Exercise instructions: Return, word for word, only the lines from the one containing "In the photo above, each instance of the whiteboard" through the last line of the entries.

The records:
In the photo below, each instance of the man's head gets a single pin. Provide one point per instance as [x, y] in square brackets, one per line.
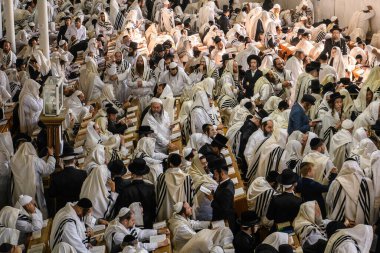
[267, 126]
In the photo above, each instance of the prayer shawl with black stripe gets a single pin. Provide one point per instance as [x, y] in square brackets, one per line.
[351, 196]
[173, 186]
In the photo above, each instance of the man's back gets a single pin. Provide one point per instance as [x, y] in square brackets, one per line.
[66, 185]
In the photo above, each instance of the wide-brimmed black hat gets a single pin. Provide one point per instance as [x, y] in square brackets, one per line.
[138, 167]
[145, 130]
[248, 219]
[287, 177]
[117, 167]
[68, 152]
[219, 141]
[255, 57]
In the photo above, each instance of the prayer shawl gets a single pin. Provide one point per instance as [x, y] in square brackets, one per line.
[67, 227]
[369, 116]
[95, 189]
[340, 147]
[356, 240]
[320, 169]
[8, 231]
[259, 195]
[173, 186]
[307, 226]
[30, 106]
[185, 239]
[351, 196]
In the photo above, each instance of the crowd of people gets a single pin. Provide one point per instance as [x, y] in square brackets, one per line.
[294, 99]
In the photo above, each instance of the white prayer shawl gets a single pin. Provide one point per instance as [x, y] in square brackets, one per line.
[340, 147]
[308, 227]
[259, 195]
[319, 160]
[67, 227]
[94, 188]
[30, 106]
[351, 196]
[172, 187]
[368, 116]
[356, 239]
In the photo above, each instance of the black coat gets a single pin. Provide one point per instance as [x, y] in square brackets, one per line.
[223, 204]
[283, 208]
[244, 243]
[249, 81]
[143, 192]
[66, 185]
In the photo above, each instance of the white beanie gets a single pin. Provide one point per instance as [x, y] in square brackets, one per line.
[178, 207]
[347, 124]
[24, 200]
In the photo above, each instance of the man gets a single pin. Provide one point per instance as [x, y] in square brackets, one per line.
[335, 41]
[222, 200]
[29, 219]
[68, 226]
[198, 140]
[186, 239]
[304, 79]
[139, 191]
[123, 225]
[252, 75]
[284, 207]
[65, 185]
[166, 21]
[172, 186]
[298, 119]
[259, 195]
[177, 79]
[322, 163]
[246, 240]
[341, 144]
[213, 151]
[7, 57]
[311, 189]
[158, 120]
[351, 196]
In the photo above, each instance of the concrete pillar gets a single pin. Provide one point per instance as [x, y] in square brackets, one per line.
[43, 27]
[9, 23]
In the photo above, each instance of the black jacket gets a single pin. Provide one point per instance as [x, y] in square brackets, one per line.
[244, 243]
[143, 192]
[66, 185]
[249, 81]
[283, 208]
[223, 204]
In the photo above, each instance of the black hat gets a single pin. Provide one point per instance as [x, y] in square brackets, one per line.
[219, 141]
[145, 130]
[335, 28]
[117, 167]
[315, 142]
[308, 98]
[287, 177]
[248, 219]
[138, 167]
[272, 176]
[256, 57]
[133, 45]
[111, 110]
[68, 152]
[217, 39]
[328, 87]
[84, 203]
[335, 96]
[265, 248]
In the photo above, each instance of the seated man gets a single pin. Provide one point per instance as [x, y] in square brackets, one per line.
[185, 239]
[124, 224]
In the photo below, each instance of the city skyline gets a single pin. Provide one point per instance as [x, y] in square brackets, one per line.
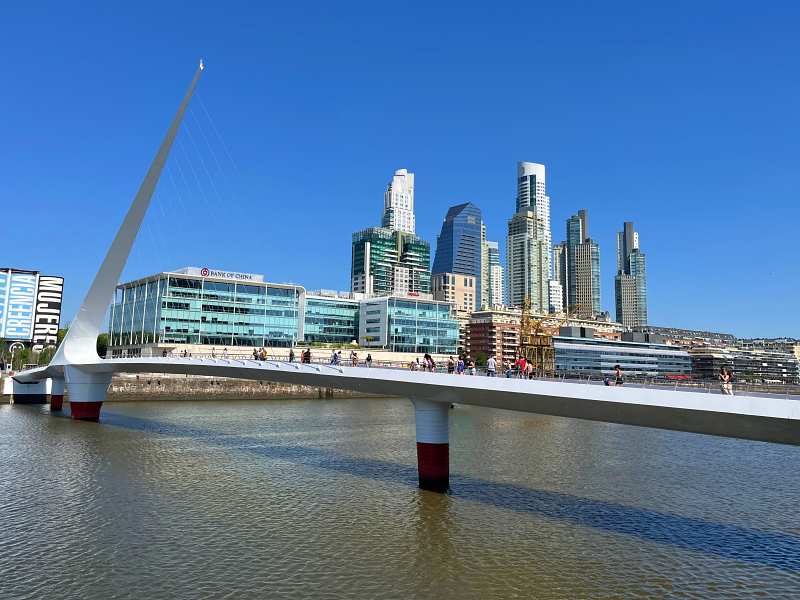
[652, 147]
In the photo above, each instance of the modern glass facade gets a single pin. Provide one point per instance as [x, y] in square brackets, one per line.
[386, 261]
[177, 308]
[593, 356]
[631, 280]
[458, 247]
[330, 320]
[420, 326]
[408, 325]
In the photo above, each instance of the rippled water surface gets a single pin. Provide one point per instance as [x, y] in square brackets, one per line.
[291, 499]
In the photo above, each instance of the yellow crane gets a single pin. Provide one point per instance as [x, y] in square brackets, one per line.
[536, 338]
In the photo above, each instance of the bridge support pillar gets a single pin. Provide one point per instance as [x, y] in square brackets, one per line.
[433, 444]
[87, 391]
[30, 393]
[56, 393]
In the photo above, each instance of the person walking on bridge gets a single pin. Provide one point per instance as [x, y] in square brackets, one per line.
[725, 383]
[619, 379]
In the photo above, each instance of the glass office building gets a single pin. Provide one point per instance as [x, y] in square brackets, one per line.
[386, 261]
[330, 319]
[458, 247]
[408, 325]
[595, 356]
[202, 306]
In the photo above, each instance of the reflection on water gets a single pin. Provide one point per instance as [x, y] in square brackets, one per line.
[319, 499]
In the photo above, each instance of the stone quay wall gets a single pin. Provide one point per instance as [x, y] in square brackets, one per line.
[158, 386]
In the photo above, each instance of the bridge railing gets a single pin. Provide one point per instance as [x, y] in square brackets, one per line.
[631, 380]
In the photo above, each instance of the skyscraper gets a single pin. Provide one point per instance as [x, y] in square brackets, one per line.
[459, 244]
[630, 283]
[391, 259]
[387, 262]
[577, 267]
[496, 293]
[398, 203]
[529, 240]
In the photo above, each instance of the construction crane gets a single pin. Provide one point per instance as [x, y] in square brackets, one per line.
[536, 338]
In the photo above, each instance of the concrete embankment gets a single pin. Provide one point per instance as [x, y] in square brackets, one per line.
[181, 387]
[158, 386]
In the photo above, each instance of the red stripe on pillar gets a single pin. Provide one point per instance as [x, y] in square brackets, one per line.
[85, 411]
[433, 463]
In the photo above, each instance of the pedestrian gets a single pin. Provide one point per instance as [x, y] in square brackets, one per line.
[491, 367]
[725, 381]
[618, 377]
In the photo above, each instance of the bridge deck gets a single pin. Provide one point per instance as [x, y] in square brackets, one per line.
[749, 417]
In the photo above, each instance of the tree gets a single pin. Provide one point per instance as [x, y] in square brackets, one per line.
[22, 356]
[46, 355]
[102, 344]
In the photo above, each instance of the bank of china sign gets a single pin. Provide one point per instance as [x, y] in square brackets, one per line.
[219, 274]
[30, 307]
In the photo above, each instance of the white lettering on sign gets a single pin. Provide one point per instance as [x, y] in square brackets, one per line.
[20, 305]
[221, 274]
[48, 312]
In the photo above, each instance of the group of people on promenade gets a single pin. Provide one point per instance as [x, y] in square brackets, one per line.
[336, 358]
[726, 381]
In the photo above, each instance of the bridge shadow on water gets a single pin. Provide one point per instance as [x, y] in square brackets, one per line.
[773, 549]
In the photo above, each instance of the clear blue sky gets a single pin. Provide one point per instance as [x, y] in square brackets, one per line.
[682, 117]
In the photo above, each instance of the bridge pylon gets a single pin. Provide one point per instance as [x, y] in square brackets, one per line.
[432, 421]
[87, 388]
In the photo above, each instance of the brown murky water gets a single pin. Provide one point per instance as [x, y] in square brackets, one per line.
[318, 499]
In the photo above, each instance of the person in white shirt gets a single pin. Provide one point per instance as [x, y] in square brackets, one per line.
[491, 367]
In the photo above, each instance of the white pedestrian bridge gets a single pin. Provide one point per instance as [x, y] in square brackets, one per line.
[87, 376]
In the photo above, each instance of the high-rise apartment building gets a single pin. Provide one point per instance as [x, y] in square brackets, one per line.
[388, 262]
[529, 240]
[459, 247]
[495, 292]
[577, 267]
[631, 281]
[391, 260]
[457, 289]
[398, 203]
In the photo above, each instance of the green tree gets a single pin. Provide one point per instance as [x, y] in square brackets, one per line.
[23, 356]
[102, 344]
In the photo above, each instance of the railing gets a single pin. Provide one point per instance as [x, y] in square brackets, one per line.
[788, 390]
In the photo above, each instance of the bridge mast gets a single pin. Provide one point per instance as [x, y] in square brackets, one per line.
[79, 345]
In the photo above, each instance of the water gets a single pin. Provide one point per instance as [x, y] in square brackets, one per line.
[292, 499]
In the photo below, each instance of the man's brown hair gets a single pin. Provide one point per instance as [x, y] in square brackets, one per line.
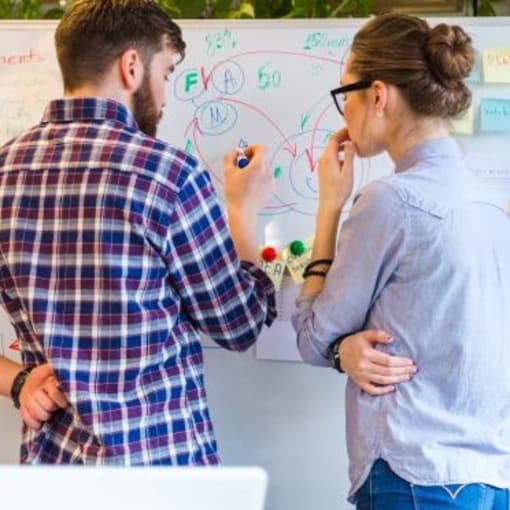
[93, 33]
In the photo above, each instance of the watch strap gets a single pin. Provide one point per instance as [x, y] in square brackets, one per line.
[17, 385]
[334, 355]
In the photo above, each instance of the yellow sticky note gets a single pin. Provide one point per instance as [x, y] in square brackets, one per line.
[275, 269]
[297, 263]
[496, 65]
[465, 124]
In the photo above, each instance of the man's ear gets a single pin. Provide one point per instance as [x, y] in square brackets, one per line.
[131, 69]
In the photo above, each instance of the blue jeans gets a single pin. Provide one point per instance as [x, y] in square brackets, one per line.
[384, 490]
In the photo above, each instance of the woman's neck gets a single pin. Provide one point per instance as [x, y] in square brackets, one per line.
[405, 137]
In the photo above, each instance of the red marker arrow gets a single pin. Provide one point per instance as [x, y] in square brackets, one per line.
[291, 148]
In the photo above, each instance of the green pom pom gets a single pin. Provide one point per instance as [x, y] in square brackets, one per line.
[297, 248]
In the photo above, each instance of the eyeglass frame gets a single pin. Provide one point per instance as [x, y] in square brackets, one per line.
[351, 87]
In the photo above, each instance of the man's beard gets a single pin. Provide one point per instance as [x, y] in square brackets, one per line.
[145, 110]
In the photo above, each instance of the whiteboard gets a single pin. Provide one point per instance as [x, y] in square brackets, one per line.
[262, 82]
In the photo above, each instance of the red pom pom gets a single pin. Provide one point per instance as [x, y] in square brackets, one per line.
[269, 254]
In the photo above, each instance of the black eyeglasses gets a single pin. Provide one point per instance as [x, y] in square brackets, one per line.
[357, 85]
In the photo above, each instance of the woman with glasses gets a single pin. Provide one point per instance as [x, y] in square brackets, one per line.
[424, 258]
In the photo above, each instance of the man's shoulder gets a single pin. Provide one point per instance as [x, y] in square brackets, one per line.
[167, 164]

Written answer:
In the photo above, each instance of the whiteboard gets a single pin. Provide one point per instance as [x, y] in square brackets, one per line.
[262, 82]
In the photo above, each instance of the red pom pom gets a single pin. Provide one point per instance as [x, y] in square brackets, one per line.
[269, 254]
In the photo above, each instance of the black eyeglasses gets a single pin. Provide one point per instance as [x, y] in square brackets, one per line.
[357, 85]
In the photo above, each instance of the woman with glasses gets a single pin. Provide one point per instance as [x, y] in square brackets, one per line.
[424, 258]
In the photo above, each instance of the man's shoulder gets a single pin. Provide one point per instance as [x, y] in square brackets, one per line.
[167, 164]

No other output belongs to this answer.